#### What is asked
Starting with the line that contains "dark green foliage", copy every line through the end of the data below, exactly and with nothing added.

>>

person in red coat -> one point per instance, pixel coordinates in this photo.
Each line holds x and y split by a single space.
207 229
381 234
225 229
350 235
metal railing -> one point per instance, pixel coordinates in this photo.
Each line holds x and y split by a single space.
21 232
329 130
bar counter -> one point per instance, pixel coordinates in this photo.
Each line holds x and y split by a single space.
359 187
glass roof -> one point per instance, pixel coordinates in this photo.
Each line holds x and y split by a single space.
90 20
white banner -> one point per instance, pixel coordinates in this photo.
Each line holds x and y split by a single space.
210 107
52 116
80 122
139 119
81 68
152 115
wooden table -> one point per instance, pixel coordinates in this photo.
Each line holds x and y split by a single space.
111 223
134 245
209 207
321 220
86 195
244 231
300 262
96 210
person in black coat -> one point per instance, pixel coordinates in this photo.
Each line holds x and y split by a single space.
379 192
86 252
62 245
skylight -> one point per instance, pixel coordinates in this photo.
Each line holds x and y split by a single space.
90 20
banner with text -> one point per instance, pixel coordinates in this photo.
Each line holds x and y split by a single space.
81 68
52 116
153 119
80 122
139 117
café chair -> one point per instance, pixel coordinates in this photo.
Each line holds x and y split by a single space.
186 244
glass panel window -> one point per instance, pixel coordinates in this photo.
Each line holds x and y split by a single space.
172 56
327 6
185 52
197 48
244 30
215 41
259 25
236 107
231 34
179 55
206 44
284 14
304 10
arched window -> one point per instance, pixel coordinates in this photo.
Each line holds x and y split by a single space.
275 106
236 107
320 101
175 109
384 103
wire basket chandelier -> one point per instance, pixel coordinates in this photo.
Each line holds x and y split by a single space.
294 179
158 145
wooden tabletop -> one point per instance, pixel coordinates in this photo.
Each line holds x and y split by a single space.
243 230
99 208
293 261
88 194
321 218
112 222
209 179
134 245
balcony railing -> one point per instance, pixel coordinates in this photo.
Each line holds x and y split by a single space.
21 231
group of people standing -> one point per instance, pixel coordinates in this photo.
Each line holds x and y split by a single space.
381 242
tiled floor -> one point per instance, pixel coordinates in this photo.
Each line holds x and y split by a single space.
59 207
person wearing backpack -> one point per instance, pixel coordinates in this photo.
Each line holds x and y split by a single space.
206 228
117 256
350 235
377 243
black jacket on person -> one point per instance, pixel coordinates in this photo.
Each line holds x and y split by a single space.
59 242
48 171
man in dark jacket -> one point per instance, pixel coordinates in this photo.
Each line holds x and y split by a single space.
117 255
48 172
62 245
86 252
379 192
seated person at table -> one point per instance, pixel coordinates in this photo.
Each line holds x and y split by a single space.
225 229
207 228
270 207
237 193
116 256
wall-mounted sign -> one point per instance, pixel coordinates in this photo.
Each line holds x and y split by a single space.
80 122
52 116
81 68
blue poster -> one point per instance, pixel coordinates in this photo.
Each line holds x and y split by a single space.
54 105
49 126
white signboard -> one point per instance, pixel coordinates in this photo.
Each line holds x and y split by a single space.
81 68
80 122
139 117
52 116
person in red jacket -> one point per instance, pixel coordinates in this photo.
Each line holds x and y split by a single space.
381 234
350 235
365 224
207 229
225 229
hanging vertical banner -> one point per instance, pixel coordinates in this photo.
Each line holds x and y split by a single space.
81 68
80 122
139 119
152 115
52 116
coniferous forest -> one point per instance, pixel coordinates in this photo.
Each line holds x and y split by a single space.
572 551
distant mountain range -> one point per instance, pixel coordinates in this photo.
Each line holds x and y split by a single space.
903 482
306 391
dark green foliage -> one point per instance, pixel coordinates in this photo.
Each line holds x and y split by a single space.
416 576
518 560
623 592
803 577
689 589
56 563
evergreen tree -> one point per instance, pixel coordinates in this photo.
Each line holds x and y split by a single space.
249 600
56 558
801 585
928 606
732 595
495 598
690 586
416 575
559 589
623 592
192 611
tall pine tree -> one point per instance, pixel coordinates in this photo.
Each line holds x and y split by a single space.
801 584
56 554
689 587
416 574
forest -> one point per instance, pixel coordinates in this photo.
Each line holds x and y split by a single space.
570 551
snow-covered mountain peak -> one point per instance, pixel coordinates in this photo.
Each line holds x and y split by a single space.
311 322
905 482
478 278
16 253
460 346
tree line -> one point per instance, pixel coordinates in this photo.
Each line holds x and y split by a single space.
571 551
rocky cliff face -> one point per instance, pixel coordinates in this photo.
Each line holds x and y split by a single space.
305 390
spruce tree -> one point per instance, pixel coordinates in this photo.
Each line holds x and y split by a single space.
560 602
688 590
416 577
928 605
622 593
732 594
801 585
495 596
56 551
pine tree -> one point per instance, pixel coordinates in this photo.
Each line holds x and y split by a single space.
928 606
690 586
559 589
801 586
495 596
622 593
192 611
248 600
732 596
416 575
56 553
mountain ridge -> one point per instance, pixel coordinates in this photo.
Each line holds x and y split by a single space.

<<

#### Worked answer
dark green foliage -> one point per instance, pixel coordinates in this photo.
Each line holds x and y split by a single space.
416 576
518 560
623 592
803 577
689 589
56 563
evergreen tree -> one point per instance, pixel coordinates in this photo.
Each line holds x and y split by a single space.
249 600
56 558
801 585
928 606
732 595
495 598
690 586
416 575
559 589
623 592
192 611
tall pine tree -> one point per instance, pixel coordinates in this photo.
Each line holds x and y split by a single space.
801 584
56 554
689 587
416 574
forest -> one point per instance, pixel coordinates in this photo.
Each line holds x and y split by a single space.
570 551
snow-covered mountain peak -> one point per instance, pixel coordinates in this photo.
Each line holds x and y split by a single space.
311 322
905 482
478 278
16 253
460 346
tree line -> one point per instance, pixel coordinates in this photo.
Each line holds x and y split by a single space.
571 551
rocky cliff face -> one point per instance, pixel coordinates in this photo.
Each line holds x and y split by a single space.
305 390
spruce tree -> one point per instance, pixel coordinates in this photo.
Each line holds x and y split by a single space.
560 602
688 590
416 577
928 605
622 593
732 594
801 585
495 596
56 551
pine tree -> one point per instance, pixel coordinates in this photo.
Each line holds x and y split by a single space.
928 606
690 586
559 589
801 586
495 596
622 593
192 611
248 600
732 596
416 575
56 553
mountain ridge -> one point per instance, pixel coordinates in this photo.
Each line holds x and y split by a single space.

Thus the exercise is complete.